- _Exercise prompt_: Could you rewrite the lines from the one with "the hanging rope" to the one with "232), (431, 209)]", changing "wooden plank" to "timber board" and leaving everything else untouched?

- _Extracted entries_:
────────────────
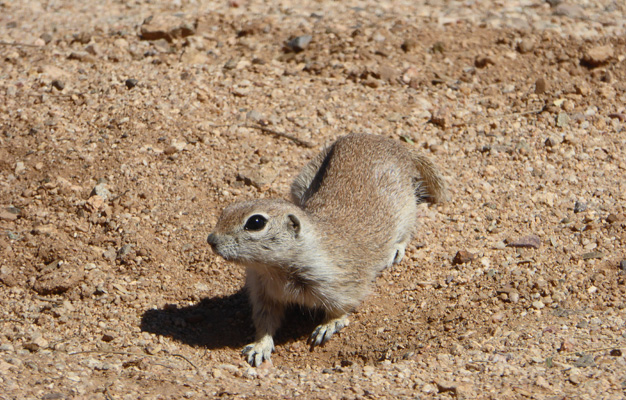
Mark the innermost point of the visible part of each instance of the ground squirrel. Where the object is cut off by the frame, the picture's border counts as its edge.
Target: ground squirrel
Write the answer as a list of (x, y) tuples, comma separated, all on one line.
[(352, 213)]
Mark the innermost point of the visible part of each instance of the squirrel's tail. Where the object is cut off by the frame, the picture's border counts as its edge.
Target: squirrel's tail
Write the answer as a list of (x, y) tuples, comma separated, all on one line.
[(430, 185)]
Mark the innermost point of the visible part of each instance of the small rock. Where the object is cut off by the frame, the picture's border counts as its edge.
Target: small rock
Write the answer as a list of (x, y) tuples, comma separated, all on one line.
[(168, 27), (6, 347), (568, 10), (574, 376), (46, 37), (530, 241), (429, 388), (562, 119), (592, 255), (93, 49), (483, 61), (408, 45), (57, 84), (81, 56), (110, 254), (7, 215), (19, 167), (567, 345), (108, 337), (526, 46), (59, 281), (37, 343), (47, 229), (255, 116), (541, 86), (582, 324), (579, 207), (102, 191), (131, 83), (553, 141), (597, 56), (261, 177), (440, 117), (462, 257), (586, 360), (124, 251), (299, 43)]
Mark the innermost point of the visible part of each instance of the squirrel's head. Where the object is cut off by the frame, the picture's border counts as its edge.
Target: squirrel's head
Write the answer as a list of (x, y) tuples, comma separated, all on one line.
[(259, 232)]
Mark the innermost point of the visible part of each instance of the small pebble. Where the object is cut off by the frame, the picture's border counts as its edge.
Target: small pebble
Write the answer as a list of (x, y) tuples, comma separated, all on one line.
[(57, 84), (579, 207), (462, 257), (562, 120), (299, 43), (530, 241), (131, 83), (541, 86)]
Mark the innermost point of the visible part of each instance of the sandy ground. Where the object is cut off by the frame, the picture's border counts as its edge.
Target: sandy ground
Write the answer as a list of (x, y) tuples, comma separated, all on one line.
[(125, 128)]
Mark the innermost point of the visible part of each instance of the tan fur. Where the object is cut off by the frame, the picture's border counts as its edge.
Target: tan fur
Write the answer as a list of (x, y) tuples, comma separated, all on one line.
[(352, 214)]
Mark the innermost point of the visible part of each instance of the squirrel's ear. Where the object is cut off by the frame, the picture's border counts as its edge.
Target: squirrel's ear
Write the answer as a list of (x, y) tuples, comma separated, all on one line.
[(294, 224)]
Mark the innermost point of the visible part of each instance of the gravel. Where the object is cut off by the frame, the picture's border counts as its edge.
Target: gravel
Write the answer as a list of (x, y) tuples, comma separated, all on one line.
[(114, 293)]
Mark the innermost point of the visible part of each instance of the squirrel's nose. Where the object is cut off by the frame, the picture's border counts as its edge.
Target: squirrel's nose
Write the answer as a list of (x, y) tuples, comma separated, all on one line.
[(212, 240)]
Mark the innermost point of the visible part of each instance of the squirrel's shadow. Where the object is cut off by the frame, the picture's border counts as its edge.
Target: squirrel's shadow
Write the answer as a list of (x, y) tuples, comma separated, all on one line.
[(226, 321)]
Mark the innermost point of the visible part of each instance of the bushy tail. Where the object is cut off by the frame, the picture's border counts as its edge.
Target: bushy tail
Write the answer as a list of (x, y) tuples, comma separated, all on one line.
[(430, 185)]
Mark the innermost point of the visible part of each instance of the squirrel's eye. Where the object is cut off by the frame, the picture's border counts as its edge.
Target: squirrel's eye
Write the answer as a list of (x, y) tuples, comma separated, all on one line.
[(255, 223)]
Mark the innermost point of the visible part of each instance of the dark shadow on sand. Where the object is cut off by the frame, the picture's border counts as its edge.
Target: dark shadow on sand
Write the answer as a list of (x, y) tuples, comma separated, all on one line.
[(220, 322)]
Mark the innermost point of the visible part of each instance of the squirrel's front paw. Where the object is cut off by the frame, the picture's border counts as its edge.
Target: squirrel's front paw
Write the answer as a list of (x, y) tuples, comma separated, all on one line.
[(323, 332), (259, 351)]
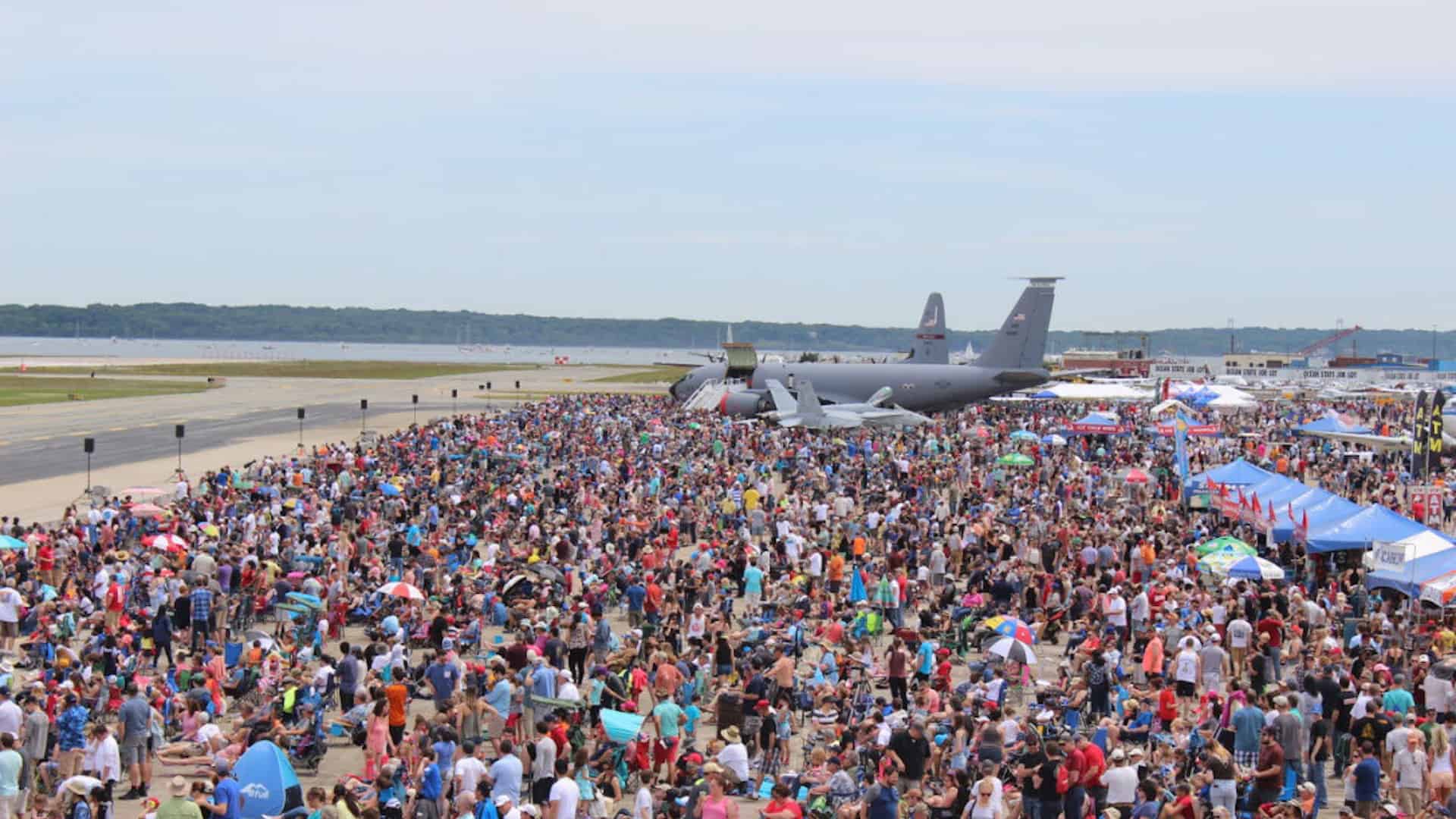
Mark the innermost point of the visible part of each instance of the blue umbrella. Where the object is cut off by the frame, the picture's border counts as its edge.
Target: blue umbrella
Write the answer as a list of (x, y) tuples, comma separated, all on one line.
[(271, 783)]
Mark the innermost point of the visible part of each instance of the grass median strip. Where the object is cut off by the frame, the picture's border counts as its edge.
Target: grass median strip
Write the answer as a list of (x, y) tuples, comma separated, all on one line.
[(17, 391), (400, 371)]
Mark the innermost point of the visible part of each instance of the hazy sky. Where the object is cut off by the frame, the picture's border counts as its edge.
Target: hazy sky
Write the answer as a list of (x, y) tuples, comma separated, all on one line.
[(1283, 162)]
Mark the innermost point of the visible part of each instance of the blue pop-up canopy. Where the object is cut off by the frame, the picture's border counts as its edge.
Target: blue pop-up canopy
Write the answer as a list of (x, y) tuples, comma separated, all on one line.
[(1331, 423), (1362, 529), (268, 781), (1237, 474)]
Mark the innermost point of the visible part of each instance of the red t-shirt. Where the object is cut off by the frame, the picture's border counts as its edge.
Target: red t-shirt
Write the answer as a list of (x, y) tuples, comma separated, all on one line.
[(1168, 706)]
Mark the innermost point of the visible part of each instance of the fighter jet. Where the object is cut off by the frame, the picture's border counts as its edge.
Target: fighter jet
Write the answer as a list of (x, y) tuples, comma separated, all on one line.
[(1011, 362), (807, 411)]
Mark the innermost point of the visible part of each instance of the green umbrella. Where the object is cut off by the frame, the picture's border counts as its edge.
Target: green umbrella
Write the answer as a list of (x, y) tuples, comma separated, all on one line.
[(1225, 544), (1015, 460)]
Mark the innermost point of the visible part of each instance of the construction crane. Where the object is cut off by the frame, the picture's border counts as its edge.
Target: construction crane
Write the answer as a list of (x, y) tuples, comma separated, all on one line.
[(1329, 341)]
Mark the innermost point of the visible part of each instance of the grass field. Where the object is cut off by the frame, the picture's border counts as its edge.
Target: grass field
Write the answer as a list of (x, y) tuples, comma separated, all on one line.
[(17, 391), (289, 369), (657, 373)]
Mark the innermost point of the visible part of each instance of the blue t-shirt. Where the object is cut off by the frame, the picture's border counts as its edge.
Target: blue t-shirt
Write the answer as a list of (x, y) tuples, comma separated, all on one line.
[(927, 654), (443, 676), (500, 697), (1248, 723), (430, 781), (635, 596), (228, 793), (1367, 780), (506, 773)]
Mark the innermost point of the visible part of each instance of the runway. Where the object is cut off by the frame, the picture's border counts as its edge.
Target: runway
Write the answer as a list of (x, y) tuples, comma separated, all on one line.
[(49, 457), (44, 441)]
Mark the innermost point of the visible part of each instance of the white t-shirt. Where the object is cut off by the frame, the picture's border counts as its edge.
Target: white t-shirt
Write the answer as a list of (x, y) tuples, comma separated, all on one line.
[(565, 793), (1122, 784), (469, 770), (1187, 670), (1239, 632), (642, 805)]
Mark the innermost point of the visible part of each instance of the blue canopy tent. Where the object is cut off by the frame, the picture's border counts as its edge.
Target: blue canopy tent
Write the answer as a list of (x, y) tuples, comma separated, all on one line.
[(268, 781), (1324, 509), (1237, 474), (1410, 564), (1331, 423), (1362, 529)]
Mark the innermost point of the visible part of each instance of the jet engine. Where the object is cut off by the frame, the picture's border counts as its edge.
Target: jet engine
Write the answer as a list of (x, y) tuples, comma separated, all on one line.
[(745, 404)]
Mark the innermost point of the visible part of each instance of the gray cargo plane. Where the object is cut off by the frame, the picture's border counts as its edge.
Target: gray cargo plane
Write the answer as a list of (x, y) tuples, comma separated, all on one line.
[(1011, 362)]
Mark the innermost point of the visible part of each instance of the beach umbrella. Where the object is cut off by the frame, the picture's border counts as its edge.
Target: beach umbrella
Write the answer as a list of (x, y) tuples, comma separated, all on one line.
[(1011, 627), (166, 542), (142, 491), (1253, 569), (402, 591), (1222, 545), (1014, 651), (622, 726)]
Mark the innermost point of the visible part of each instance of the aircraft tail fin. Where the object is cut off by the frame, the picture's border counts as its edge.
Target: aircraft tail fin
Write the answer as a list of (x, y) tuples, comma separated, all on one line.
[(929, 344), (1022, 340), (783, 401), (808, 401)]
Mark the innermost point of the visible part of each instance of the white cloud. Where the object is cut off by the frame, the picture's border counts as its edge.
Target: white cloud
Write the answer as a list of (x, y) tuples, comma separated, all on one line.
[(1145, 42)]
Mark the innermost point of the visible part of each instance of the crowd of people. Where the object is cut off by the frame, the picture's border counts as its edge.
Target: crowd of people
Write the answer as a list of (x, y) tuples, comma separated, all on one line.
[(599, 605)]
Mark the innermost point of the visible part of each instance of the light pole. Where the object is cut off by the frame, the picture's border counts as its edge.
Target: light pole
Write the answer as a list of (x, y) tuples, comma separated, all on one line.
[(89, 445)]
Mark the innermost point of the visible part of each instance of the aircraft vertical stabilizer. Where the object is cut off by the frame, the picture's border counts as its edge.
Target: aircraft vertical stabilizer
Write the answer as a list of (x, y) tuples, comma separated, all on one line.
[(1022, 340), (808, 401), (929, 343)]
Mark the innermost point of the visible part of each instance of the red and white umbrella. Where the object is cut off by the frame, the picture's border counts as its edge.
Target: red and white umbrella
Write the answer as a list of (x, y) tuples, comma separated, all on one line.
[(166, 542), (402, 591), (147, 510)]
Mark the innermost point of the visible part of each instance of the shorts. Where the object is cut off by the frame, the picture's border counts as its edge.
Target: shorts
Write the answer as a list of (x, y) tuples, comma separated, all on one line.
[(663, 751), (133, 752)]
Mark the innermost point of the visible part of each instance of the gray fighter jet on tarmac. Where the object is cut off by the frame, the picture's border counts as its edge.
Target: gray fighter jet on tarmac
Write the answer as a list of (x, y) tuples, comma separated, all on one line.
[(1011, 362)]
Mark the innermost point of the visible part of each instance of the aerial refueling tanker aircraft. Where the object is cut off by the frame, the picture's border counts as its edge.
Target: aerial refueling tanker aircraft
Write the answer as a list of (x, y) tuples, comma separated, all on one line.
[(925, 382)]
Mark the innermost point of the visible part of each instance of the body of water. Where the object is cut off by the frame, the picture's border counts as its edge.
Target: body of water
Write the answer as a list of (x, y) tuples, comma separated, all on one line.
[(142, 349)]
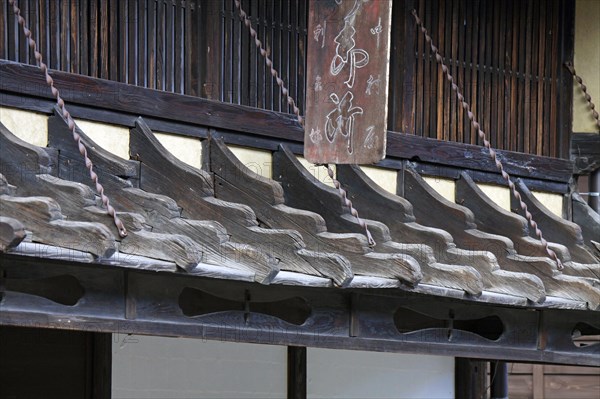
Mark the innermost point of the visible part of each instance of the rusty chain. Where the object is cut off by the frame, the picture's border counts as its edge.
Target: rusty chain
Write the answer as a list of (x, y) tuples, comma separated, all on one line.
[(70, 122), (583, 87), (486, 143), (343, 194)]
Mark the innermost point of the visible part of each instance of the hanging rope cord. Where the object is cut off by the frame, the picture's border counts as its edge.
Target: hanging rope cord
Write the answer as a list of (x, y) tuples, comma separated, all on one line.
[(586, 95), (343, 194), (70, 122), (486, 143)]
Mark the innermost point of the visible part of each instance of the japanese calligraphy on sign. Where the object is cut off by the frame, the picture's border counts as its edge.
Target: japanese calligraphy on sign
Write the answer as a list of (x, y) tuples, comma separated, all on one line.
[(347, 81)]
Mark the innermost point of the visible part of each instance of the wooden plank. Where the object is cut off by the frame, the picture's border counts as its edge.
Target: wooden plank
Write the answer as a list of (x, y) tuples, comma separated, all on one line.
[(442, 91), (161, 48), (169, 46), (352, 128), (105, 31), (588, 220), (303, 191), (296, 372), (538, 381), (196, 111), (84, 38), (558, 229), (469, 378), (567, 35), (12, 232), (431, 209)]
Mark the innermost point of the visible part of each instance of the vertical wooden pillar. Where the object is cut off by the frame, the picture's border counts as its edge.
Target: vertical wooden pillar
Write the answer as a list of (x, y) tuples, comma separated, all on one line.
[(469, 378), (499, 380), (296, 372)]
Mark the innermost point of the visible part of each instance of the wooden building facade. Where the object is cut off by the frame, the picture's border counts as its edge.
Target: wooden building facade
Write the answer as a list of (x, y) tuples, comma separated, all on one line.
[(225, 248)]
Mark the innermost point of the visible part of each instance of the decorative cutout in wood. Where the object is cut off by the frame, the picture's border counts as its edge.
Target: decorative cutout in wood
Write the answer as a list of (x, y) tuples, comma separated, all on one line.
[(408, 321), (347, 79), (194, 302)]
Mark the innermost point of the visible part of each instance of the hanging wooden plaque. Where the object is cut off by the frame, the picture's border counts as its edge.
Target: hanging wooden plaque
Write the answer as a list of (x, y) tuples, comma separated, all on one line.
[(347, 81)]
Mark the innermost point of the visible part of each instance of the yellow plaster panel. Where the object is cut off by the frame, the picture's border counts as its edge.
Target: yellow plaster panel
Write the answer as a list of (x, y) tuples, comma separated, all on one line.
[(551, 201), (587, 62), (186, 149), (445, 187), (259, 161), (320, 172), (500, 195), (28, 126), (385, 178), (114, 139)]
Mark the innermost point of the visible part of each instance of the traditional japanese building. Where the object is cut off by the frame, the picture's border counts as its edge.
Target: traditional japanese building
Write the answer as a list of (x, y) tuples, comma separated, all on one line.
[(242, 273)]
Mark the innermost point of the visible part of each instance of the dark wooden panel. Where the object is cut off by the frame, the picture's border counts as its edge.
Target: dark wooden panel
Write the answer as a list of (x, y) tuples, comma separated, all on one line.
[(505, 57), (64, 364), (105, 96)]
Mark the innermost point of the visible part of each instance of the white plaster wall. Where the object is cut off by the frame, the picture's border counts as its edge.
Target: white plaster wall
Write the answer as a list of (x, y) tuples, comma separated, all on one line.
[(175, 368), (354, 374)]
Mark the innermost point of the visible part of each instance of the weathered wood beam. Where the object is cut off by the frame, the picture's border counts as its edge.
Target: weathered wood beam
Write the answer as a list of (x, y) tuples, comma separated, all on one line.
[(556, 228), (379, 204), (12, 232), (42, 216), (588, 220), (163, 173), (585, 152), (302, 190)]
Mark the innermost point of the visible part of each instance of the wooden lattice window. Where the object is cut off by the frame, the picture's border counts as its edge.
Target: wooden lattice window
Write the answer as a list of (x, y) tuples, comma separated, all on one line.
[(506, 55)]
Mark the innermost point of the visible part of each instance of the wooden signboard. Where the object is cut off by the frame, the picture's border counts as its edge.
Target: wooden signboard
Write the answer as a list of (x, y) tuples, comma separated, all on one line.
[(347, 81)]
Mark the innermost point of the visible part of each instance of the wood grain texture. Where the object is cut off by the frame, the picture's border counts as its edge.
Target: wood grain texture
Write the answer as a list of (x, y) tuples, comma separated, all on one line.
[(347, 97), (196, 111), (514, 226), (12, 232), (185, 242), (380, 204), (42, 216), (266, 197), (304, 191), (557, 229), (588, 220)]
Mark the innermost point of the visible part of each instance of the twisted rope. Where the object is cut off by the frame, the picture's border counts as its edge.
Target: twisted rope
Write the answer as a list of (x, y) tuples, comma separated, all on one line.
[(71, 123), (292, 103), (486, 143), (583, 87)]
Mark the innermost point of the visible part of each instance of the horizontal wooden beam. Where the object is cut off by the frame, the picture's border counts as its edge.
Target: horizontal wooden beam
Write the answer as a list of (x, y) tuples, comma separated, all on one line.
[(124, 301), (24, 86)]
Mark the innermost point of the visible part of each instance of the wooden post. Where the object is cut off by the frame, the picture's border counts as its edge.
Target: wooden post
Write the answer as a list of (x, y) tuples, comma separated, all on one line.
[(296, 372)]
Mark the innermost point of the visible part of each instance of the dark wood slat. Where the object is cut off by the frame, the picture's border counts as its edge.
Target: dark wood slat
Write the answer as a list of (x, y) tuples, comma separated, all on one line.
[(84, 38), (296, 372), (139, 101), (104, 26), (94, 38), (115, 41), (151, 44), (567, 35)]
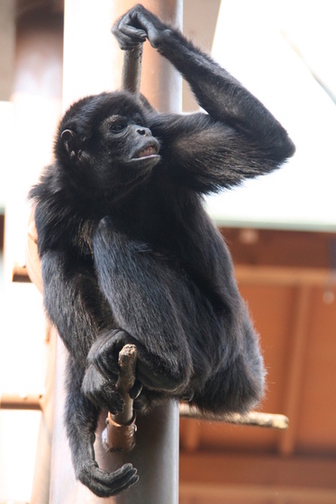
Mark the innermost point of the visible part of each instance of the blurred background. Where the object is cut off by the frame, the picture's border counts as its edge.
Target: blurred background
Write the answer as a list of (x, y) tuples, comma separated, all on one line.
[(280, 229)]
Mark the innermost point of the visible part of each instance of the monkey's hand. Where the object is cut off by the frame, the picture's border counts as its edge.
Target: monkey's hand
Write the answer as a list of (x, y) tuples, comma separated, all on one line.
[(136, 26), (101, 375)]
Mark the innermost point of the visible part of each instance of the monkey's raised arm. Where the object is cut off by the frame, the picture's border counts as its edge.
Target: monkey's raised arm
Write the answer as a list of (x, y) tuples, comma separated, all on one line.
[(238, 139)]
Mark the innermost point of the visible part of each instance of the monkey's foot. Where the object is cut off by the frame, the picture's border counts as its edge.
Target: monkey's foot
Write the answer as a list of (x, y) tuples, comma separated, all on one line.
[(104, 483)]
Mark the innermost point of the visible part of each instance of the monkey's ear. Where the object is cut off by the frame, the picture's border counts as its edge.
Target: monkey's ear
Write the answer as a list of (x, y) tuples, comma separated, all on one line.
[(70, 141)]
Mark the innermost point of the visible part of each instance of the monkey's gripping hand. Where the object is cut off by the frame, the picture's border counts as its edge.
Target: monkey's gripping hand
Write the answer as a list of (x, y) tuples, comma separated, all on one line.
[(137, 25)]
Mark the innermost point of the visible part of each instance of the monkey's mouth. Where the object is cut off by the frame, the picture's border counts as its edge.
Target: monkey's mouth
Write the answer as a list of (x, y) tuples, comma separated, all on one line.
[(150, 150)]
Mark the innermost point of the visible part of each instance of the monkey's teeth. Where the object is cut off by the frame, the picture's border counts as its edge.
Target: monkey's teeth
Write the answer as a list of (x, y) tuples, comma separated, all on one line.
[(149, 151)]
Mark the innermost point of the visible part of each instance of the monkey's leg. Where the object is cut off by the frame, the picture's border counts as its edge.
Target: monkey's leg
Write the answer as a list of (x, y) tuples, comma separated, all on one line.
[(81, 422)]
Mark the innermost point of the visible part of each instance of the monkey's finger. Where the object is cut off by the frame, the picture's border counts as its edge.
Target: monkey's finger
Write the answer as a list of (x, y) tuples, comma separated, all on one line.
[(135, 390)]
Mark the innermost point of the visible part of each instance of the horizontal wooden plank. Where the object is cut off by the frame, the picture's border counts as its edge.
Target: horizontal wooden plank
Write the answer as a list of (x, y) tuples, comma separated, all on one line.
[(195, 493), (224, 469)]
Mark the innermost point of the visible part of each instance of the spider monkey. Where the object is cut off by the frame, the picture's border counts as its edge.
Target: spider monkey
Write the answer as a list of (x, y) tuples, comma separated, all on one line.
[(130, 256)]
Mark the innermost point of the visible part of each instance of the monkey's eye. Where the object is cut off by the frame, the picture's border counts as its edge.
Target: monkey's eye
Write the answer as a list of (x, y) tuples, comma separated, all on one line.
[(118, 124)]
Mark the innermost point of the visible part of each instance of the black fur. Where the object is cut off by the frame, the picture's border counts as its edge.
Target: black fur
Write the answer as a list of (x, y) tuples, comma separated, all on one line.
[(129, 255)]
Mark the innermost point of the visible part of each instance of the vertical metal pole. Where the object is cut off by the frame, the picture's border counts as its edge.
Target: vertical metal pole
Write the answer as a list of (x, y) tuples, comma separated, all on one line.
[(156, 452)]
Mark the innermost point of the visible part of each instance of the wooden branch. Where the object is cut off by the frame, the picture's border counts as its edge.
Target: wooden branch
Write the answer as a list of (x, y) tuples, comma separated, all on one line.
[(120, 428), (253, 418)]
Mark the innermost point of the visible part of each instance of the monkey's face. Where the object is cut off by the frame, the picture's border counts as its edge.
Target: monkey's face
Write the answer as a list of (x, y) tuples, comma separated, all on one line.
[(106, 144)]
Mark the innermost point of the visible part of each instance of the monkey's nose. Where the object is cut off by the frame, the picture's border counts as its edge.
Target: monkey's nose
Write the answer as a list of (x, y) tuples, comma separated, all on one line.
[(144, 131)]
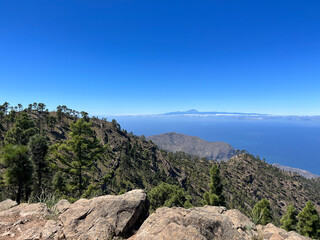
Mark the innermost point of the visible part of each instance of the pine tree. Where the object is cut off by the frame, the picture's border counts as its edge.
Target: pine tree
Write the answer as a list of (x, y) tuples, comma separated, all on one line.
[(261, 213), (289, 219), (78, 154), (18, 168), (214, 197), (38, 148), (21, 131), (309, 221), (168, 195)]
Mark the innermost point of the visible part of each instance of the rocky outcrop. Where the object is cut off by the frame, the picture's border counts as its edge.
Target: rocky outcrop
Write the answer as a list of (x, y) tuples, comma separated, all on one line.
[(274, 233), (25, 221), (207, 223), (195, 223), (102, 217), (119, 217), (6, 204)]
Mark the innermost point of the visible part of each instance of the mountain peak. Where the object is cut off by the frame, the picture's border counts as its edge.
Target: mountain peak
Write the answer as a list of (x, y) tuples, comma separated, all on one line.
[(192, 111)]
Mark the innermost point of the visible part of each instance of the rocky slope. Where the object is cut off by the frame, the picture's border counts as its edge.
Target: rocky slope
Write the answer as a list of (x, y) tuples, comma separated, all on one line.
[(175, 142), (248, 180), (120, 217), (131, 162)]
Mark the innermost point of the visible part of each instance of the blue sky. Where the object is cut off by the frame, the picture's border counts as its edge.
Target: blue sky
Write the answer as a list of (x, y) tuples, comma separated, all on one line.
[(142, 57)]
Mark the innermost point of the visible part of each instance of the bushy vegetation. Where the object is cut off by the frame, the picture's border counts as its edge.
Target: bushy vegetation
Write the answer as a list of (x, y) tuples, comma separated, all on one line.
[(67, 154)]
────────────────
- _In response_:
Mark the innermost point of the visible part of each instance of the hanging rope cord. Where the object is cut off by the frame, the picture's border counts as its edge.
Target: hanging rope cord
Write the answer as a list of (x, y) tuples, comma separated, all on one line.
[(586, 95), (343, 194), (70, 122), (486, 143)]
Mark the innermost point of the visible part of each instance of the japanese calligraphy on sign. Where the object is cut off by the frame, the picture's border counts as its edge.
Target: japanese calligraphy on sign
Write the answer as a list of (x, y) tuples, comma separated, all on one line.
[(347, 81)]
Mark the innermost point of the visible part of each instance of the timber board. Where the object is cut off by the frame, the picture's border counts as its edge.
Target: timber board
Write the answer as a list of (x, y) tuples, comma separated, all on one line.
[(442, 91), (161, 48), (169, 46), (352, 128), (105, 31), (588, 220), (303, 191), (296, 372), (538, 381), (196, 111), (84, 38), (558, 229), (469, 378), (567, 35), (12, 232), (431, 209)]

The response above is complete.